▶ **练习任务**
(a) 根据下方原文判断以下三项陈述是否成立,逐项回答“是”或“否”,并原样引用起决定作用的原文语句:(i)刘周岩是王铮校长实施改革后的第一批学生;(ii)王铮是在达到退休年龄后被免职的;(iii)刘周岩目前在《三联生活周刊》担任记者。
(b) 一字不改地引用下方原文中的一段,以“自他上任以来,传统名校北大附”开头,以“最终话语权的人,必须是学生。”结尾。

▶ **原文**
-.-.-

来源|教育者钱志龙(ID:EducatorTerryqian)
作者 | 刘周岩

北大附中改革后的第一届毕业生

曾任《三联生活周刊》记者
现于美国加州大学伯克利分校继续求学

他是一个“改革家”。
去年12月,桃蛋妈听说北大附中王铮校长未到退休年龄,就被北大突然免职,无比震惊。
很多人猜测,这是否是在用行为否定教育创新和素质教育的方向。
自他上任以来,传统名校北大附中用走班制、个性化的教育方式,挑战着传统的教育模式,王铮被称为“最富争议”的校长。
他说:“很多人说北大附中不像是一个中学,更像大学。我们不一定像大学,但是我们一定不要像小学。
随着一纸免职通知,北大附中的“王铮时代”已经结束。
在他被免职之后,有网友评论:“中国需要更多这样的学校。”“用心做教育的人越来越少了。”“我的孩子如果能在这样的学校该多好。”
也有人觉得,王铮被免职是“众望所归”。
评价一所学校的好坏,谁说了算?领导?校长?家长?老师?相信每个人心中都有一杆不一样的秤,但真正有最终话语权的人,必须是学生。

当学生彻底告别了校园,进入到一个真实世界时,他们再回想起母校当年曾馈赠的礼物,或造成的伤害,他们这时候对母校的评价,更有价值。
本文作者,是一名普通又不那么普通的北大附中毕业生刘周岩,他是王铮校长实施改革后的第一批“小白鼠”,他从北大毕业后,曾任《三联生活周刊》记者,现于美国加州大学伯克利分校继续求学。
王铮校长被免职之后,这名学生对此写了一篇字字铿锵的文章,用自己的回忆揭秘了真实的北大附中,桃蛋妈一字一句看完以后,热泪夺眶而出,分享给大家。

-.-.-

(点标注数据集中的条目)
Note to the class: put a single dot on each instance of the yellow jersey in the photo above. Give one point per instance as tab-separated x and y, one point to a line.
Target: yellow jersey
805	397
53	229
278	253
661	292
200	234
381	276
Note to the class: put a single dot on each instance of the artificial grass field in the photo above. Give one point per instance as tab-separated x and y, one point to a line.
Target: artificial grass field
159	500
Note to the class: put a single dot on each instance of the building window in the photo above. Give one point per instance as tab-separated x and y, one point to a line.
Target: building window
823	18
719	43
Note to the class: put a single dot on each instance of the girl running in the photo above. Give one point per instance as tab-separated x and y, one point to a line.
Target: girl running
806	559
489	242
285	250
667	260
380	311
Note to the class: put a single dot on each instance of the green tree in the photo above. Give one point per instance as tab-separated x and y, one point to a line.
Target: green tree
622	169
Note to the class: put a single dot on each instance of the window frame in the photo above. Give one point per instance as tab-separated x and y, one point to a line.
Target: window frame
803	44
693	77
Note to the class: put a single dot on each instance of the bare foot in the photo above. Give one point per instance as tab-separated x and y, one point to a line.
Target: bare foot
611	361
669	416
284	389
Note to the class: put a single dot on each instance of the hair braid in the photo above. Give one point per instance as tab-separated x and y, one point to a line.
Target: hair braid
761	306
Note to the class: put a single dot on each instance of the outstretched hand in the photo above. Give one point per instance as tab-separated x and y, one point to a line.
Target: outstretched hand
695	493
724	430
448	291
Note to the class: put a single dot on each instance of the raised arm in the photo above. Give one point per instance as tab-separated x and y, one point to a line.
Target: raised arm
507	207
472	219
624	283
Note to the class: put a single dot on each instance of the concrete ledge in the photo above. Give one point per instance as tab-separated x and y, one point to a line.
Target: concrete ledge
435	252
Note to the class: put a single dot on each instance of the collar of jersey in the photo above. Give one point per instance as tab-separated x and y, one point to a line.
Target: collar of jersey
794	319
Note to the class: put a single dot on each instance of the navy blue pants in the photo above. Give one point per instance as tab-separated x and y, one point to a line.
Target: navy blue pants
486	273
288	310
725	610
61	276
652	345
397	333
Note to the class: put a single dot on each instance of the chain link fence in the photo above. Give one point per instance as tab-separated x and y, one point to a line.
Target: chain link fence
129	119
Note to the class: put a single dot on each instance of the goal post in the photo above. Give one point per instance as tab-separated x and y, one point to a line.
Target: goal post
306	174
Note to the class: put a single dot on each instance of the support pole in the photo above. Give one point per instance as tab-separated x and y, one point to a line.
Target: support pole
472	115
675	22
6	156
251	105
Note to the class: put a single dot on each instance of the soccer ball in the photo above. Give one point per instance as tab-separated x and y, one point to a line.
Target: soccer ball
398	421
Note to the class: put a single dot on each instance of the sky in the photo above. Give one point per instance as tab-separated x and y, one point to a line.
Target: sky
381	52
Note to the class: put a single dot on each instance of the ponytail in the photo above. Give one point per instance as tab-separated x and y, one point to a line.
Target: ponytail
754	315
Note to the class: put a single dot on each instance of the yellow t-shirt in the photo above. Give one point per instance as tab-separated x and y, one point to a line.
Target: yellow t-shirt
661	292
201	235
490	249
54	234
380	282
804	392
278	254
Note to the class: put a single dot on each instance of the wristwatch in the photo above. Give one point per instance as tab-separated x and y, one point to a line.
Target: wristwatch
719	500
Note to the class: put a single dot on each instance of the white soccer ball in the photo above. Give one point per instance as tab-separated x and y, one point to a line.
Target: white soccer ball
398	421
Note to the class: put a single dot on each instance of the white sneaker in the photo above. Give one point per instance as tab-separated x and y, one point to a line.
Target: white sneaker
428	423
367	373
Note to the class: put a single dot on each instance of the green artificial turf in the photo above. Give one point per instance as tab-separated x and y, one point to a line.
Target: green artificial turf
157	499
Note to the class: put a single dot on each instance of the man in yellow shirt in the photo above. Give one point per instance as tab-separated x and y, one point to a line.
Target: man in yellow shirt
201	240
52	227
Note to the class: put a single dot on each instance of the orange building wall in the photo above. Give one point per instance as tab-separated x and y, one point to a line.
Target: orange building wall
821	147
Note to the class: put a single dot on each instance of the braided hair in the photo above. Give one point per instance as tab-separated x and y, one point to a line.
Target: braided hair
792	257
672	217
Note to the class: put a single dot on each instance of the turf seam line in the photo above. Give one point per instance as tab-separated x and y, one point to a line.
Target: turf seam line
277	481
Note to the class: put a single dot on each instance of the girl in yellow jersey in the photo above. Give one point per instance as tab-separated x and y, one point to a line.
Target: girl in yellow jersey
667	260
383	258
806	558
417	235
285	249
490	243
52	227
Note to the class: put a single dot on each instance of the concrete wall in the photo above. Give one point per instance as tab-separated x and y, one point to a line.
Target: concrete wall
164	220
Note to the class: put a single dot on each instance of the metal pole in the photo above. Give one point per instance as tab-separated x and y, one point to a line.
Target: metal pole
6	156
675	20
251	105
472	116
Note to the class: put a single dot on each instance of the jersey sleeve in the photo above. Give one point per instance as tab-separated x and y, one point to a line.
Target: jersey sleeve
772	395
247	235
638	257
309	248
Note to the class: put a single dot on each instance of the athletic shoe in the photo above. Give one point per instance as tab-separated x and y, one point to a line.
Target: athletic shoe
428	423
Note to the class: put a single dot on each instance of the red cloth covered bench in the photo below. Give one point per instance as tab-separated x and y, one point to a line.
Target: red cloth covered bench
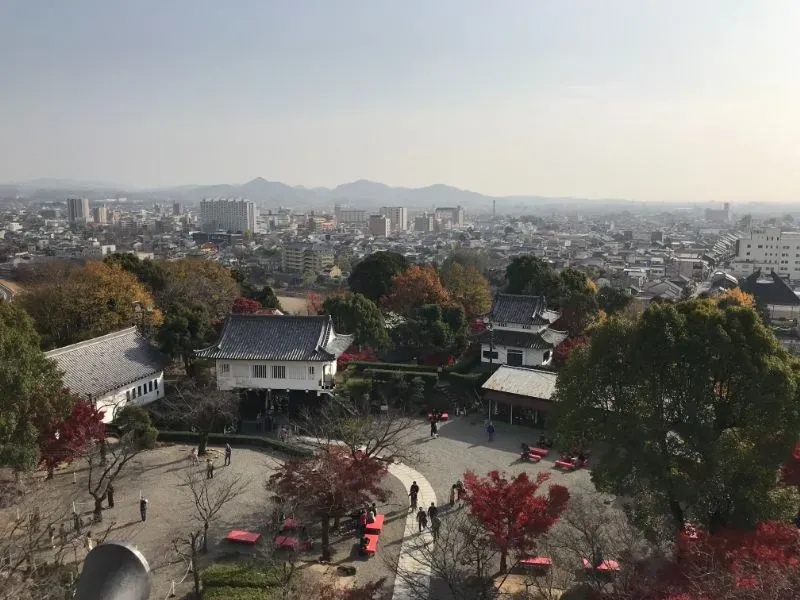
537	562
289	542
376	526
372	545
607	566
243	537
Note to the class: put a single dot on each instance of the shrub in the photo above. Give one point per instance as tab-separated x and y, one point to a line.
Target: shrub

-.-.-

▶ **参考答案**
(a)
(i)是。“他是王铮校长实施改革后的第一批“小白鼠””
(ii)否。“北大附中王铮校长未到退休年龄,就被北大突然免职”
(iii)否。“曾任《三联生活周刊》记者,现于美国加州大学伯克利分校继续求学”

(b)
自他上任以来,传统名校北大附中用走班制、个性化的教育方式,挑战着传统的教育模式,王铮被称为“最富争议”的校长。
他说:“很多人说北大附中不像是一个中学,更像大学。我们不一定像大学,但是我们一定不要像小学。
随着一纸免职通知,北大附中的“王铮时代”已经结束。
在他被免职之后,有网友评论:“中国需要更多这样的学校。”“用心做教育的人越来越少了。”“我的孩子如果能在这样的学校该多好。”
也有人觉得,王铮被免职是“众望所归”。
评价一所学校的好坏,谁说了算?领导?校长?家长?老师?相信每个人心中都有一杆不一样的秤,但真正有最终话语权的人,必须是学生。